> **What is needed**
Where a line of the records holds the string "with", copy that line.

> **Source information**
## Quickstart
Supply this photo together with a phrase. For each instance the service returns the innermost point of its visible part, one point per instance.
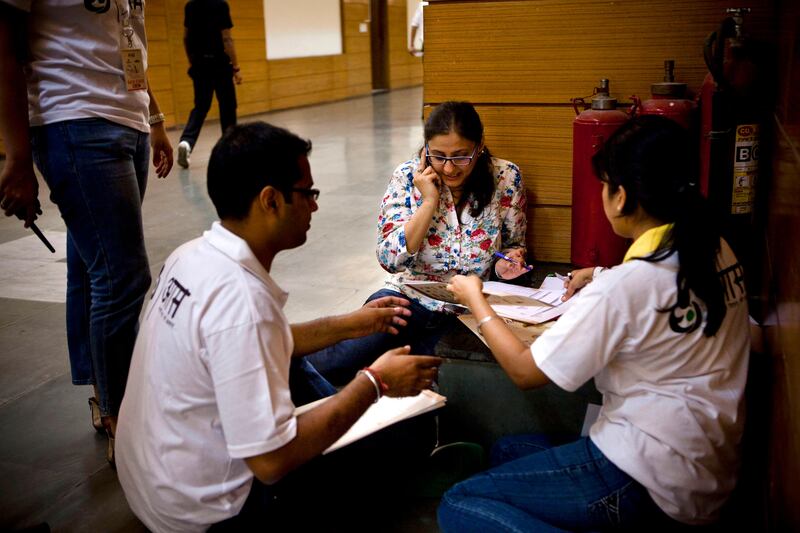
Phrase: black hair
---
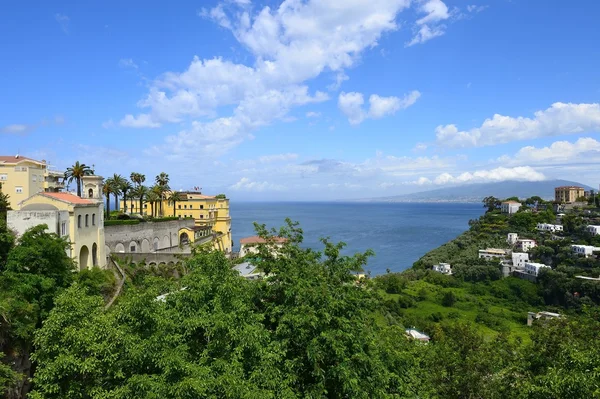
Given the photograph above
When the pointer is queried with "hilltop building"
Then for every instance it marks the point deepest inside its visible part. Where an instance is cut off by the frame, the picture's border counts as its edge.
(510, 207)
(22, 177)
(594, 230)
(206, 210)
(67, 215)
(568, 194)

> **Answer area**
Supply this photo together with a phrase. For each instance the service returns the innermost point of its visible part, one point per instance.
When the pointer is queried with "hilltop building"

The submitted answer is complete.